Use pandas for wrangling data.
- datatable mimics R's data.table for working with relatively big data (millions of observations), but I haven't tested it.
- For truly big data (hundreds of millions or billions of observations) use pyspark.
Use datetime for working with dates.
Never use os.chdir() or absolute file paths. Instead use relative file paths with the pyprojroot package.
- pyprojroot looks for the following files to determine which oflder is your root folder for the project: .git, .here, *.Rproj, requirements.txt, setup.py, .dvc, *.spyproject, pyproject.toml, .idea, or .vscode. If you don't have any of them, either create a project in Spyder using Projects > New Project, or create a blank file with one of these names (e.g., .here) in your project root directory.
Use assert frequently to add programmatic sanity checks in the code
pandas.describe() can be useful to print a "codebook" of the data, i.e. some summary stats about each variable in a data set.
Use pipconflictchecker to make sure there are not dependency conflicts after mass installing packages through pip.
Use fastreg for fast sparse regressions, particularly good for high-dimensional fixed effects.
Use pandas_tab.tab() for one-way and two-way tabulations similar to Stata's tabulate.

Folder structure

Generally, within a project folder, we have a subfolder called analysis where we are doing data analysis (and other sub-folders like paper where the paper draft is saved). Within the analysis subfolder, we have:

An .spyproject file for the project. (This can be created in Spyder, with Projects > New Project.)

▸ **What you are asked to do**:
Carry on the Python data-analysis guide after its final sentence. The listing has no role here.

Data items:

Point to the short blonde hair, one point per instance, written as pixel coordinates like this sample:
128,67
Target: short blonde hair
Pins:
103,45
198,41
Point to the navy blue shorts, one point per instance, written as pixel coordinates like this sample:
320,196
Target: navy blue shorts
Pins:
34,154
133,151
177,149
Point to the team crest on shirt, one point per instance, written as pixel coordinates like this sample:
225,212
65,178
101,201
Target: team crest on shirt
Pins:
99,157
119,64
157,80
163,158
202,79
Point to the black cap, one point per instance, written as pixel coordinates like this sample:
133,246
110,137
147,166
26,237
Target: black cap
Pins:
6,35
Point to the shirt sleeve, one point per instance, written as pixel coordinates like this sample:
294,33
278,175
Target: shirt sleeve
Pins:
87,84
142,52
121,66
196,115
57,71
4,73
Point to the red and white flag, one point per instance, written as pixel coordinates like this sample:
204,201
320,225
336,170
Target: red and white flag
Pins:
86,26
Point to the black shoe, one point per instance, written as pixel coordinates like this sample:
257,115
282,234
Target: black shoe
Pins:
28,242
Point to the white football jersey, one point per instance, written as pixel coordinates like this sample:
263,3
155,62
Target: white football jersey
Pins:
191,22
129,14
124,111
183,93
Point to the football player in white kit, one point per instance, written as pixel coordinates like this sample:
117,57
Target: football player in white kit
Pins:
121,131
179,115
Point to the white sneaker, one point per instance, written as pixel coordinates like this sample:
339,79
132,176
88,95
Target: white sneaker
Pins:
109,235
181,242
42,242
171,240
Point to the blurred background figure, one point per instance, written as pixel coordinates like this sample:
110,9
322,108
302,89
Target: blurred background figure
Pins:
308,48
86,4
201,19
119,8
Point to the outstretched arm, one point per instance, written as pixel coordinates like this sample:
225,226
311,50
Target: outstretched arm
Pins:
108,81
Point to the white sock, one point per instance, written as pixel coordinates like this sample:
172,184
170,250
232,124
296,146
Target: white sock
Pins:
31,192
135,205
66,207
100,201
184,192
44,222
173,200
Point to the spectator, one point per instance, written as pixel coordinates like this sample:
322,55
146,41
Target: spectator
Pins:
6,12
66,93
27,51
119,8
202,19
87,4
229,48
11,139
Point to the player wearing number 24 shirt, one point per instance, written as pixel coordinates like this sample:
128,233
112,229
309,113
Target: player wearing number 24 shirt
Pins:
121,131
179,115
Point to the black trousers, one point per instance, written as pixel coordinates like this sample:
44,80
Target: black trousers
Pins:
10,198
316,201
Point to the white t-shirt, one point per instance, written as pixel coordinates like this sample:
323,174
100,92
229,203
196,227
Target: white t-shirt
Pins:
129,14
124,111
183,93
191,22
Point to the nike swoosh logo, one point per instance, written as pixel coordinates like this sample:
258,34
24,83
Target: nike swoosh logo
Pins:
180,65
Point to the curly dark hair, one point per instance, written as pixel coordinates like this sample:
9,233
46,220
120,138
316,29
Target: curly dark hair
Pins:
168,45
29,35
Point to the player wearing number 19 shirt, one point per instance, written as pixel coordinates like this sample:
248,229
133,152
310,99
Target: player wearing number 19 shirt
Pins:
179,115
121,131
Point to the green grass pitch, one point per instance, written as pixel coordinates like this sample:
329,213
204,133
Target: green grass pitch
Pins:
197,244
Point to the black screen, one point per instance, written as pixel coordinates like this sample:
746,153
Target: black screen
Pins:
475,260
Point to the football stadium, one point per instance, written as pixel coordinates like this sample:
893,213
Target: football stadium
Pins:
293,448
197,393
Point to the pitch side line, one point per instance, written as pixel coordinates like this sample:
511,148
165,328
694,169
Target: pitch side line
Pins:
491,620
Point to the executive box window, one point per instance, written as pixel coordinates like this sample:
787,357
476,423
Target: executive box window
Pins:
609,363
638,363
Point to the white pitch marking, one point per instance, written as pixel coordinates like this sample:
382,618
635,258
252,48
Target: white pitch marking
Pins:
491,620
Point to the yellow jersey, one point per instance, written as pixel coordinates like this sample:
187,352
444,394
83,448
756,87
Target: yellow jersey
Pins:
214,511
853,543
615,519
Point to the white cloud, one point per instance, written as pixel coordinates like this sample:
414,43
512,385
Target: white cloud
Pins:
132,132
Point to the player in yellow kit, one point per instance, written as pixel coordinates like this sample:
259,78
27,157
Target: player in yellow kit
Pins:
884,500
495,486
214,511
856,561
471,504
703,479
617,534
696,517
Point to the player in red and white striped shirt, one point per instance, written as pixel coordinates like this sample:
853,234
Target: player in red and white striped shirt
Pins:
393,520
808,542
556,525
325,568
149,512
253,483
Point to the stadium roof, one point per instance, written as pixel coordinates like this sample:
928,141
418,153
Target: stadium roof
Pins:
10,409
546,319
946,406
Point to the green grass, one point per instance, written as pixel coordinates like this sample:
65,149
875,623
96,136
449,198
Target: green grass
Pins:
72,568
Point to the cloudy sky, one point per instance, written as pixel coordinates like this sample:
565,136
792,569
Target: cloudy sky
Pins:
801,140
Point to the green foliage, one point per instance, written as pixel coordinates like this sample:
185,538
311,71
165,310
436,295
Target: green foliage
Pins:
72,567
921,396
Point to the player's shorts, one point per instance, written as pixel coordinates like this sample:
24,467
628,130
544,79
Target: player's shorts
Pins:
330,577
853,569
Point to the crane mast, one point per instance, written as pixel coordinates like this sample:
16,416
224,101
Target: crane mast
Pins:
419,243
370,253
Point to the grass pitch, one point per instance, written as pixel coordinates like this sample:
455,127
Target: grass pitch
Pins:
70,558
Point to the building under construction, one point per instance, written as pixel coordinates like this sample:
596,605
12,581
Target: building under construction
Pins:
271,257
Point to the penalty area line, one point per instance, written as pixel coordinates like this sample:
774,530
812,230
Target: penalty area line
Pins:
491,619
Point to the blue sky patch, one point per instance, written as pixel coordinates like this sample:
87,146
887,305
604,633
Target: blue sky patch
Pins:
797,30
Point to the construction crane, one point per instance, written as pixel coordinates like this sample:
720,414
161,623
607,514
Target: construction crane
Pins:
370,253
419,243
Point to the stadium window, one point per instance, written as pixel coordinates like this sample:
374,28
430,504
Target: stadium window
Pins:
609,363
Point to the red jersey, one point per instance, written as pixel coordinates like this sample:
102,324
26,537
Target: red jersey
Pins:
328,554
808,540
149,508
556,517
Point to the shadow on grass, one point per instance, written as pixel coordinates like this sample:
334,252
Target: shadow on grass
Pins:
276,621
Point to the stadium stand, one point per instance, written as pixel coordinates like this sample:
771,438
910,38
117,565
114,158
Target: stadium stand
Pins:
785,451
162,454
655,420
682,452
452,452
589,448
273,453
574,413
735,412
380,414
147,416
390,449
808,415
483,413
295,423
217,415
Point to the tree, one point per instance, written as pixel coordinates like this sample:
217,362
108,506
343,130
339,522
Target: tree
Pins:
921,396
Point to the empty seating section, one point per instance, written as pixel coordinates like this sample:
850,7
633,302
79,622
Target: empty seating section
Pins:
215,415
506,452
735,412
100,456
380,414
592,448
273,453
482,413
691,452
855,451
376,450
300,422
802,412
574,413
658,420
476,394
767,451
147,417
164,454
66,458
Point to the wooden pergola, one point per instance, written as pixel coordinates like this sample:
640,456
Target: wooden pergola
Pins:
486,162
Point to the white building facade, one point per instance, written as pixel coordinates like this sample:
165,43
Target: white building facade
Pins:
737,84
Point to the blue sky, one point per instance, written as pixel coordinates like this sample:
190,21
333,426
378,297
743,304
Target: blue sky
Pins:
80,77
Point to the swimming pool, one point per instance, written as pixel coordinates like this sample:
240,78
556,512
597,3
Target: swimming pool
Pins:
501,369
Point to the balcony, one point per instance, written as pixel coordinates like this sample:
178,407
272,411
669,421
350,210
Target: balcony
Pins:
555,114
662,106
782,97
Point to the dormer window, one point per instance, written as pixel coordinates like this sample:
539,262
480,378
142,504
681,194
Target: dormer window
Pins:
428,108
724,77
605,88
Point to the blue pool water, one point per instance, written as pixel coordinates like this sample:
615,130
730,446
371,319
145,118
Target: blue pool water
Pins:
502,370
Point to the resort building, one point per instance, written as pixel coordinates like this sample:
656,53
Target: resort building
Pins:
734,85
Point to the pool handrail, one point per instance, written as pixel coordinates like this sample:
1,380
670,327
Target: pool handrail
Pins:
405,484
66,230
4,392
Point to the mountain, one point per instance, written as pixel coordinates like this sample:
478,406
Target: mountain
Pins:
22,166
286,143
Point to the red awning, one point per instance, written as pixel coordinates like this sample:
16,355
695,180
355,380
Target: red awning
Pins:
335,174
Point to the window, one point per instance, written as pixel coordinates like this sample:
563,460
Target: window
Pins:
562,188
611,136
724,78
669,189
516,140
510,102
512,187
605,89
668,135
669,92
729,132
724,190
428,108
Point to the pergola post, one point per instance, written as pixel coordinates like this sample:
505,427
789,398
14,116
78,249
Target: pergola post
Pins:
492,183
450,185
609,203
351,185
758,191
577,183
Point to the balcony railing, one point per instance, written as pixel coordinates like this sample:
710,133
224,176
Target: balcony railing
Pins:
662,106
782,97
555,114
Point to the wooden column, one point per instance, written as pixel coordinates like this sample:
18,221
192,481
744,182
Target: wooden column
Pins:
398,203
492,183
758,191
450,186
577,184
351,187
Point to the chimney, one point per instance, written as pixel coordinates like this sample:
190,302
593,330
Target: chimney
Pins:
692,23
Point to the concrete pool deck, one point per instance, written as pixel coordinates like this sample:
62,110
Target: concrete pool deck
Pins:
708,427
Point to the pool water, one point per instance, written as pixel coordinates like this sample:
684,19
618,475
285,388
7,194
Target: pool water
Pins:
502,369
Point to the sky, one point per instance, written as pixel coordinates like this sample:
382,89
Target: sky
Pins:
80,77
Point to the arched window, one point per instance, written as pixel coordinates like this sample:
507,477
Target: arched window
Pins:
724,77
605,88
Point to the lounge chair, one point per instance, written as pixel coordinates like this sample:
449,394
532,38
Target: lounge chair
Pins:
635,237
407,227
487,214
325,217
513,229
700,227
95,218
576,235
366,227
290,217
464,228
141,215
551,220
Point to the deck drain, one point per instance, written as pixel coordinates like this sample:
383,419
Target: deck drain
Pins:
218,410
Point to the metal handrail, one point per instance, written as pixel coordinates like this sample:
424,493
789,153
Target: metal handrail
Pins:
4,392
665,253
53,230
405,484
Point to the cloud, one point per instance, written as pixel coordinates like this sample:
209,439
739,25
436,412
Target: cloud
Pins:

▸ **Answer to this problem**:
- If you always open the project within Spyder before working (See "Project" in the left of Spyder) then the pyprojroot package will work for relative filepaths. More details can be found here.
data - only raw data go in this folder
documentation - documentation about the data go in this folder
proc - processed data sets go in this folder
results - results go in this folder
- figures - subfolder for figures
- tables - subfolder for tables
scripts - code goes in this folder
- Number scripts in the order in which they should be run
- programs - a subfolder containing functions called by the analysis scripts (if applicable)
- old - a subfolder where old scripts from previous versions are stored if there are major changes to the structure of the project for cleanliness

Scripts structure

Separating scripts

Because we often work with large data sets and efficiency is important, I advocate (nearly) always separating the following three actions into different scripts:

Data preparation (cleaning and wrangling)
Analysis (e.g. regressions)
Production of figures and tables

The analysis and figure/table scripts should not change the data sets at all (no pivoting from wide to long or adding new variables); all changes to the data should be made in the data cleaning scripts. The figure/table scripts should not run the regressions or perform other analysis; that should be done in the analysis scripts. This way, if you need to add a robustness check, you don't necessarily have to rerun all the data cleaning code (unless the robustness check requires defining a new variable). If you need to make a formatting change to a figure, you don't have to rerun all the analysis code (which can take awhile to run on large data sets).

Naming scripts

Include a 00_run.py script (described below).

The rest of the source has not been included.